## Aim
How many lines in the data below contain the word "fortress"? Case counts. Reply with the number only.

## Data extract
_ _ _ _

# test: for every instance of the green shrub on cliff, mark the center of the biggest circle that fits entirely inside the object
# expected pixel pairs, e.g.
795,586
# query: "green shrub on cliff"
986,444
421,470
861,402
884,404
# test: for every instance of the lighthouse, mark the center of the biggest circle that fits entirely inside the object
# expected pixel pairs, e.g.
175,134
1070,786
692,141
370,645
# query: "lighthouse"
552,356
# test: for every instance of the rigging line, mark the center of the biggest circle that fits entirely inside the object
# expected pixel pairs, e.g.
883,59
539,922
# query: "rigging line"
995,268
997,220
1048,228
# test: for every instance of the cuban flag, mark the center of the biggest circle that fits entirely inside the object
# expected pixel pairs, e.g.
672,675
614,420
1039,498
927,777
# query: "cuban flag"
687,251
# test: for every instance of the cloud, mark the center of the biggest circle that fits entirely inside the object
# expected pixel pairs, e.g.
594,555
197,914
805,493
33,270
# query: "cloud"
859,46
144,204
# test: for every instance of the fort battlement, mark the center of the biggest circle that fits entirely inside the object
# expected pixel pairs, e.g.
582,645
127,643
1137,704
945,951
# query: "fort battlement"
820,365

_ _ _ _

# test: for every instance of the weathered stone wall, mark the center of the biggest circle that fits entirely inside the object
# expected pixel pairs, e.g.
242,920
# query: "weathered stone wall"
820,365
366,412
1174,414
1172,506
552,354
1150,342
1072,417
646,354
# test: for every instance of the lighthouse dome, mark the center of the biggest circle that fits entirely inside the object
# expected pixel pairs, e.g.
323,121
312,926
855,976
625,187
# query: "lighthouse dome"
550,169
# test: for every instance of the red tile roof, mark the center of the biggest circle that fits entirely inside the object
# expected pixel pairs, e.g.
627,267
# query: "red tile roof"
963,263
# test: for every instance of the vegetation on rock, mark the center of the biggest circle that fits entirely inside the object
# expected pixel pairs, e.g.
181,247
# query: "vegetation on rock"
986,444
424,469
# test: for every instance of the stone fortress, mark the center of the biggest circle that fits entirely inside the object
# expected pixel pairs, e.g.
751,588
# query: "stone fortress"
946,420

_ _ _ _

## Task output
2